▸ Record list:
::::::

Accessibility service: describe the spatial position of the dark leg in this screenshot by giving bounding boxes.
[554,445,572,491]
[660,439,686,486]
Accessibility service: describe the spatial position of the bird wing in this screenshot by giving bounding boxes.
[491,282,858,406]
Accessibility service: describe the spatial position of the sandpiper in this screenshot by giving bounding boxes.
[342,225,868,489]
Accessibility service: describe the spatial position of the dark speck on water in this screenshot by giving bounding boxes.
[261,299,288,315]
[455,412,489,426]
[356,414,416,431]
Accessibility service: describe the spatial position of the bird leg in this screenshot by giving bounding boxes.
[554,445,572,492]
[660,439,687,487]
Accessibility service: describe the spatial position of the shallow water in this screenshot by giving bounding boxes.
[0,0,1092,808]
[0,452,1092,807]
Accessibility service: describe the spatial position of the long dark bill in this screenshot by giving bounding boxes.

::::::

▸ Objective: Starting at the line containing "sandpiper in this screenshot by giving bounding boxes." and ending at the end of the listing, write out those lines again with "shallow water" switched to "tidal water" and everything else left unchanged.

▸ Written response:
Accessibility service: describe the spatial position of the sandpiper in this screenshot by giving bounding boxes.
[342,225,868,489]
Accessibility service: describe the spatial position of the dark speck on water in this screenshot by giving bounding boxes.
[261,299,288,315]
[455,412,489,426]
[356,414,416,431]
Accessibility service: describe the spatial position of the bird leg in this screenshot by giving bounding boxes.
[554,445,572,492]
[660,439,687,487]
Accessibility service: describe the spatial position of the tidal water in this screenshot by giving bounding boxes.
[0,0,1092,808]
[0,452,1092,807]
Accessibility service: describe the spatial position of the long dark bill in this screenshot by giving bounding boxes.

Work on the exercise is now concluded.